Minggu, 27 November 2011

SUDUT PANDANG
Awan itu jika dilihat dari ketinggian diatasnya tampak berbeda. Bila dari daratan, awan tersebut kelihatan sangat tinggi seperti hendak menyentuh langit. Pemandangan ini berbeda tatkala dilihat dari ketinggian diatas awan itu sendiri. Ia kelihatan sangat dekat dengan daratan.
Di ketinggian tertentu, awan bisa tampak laksana gumpalan ombak yang bergulung. Sesaat kemudian ia terlihat seperti gugusan gunung es yang kokoh. Di lain tempat ia bahkan menyerupai padang pasir atau gurun yang luas. Kadangkala ia terlihat seperti lukisan raksasa yang menggambarkan aneka bentuk dan rupa. Bila pandangan mata menukik kebawah awan bisa terlihat seperti kebun kapas yang lagi merekah lebar. Sungguh sebuah panorama yang mengagumkan.
Sempat terbesit dalam hati, seandainya waktu itu terjadi hujan, bisa-bisa saya tidak terkena hujan. Bukan lantaran saya berada dalam pesawat, melainkan pesawat yang saya tumpangi tersebut berada pada ketinggian diatas awan. Bukankah hujan turun karena adanya “konsleting” antara awan positif dan negative? Jika hal ini terjadi, sungguh menjadi pengalaman yang langka.
Uniknya, gumpalan awan yang tebal2 tersebut berada diatas daratan. Sangat jarang –untuk tidak mengatakan tidak ada sama sekali- gumpalan awan yang mengembang diatas lautan. Pemandangan diatas lautan sepi-sepi saja yang dominan adalah warna biru langit yang sepertinya tak berbatas. Sesaat saya terhenyak dan berpikir, What’s wrong?
Logika sederhana saya berkata, barangkali Allah sedang mengefisienkan system kerja dari mata rantai kehidupan. Hematnya, ngapain awan tebal berkeliaran diatas samudera? Siapa yang hendak dilindungi dari terik matahari? Apa pula yang hendak dibasahi dengan air hujan? Bukankah dibawah sana sudah terhampar miliaran kubik pangkat 10 air samudera? Hewan laut apa yang masih membutuhkan guyuran air hujan? Sungguh tiada yang sia-sia hasil kreasiMu.

INFORMASI YANG DIBERIKAN >>
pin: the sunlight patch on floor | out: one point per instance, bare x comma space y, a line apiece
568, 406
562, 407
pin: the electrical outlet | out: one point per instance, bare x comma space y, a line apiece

TUJUAN TUGAS >> Tolong sebutkan, menurut teks tentang pemandangan awan dari ketinggian, di atas apa gumpalan awan yang tebal itu berada.

SOAL TERSELESAIKAN >> Gumpalan awan yang tebal itu berada di atas daratan.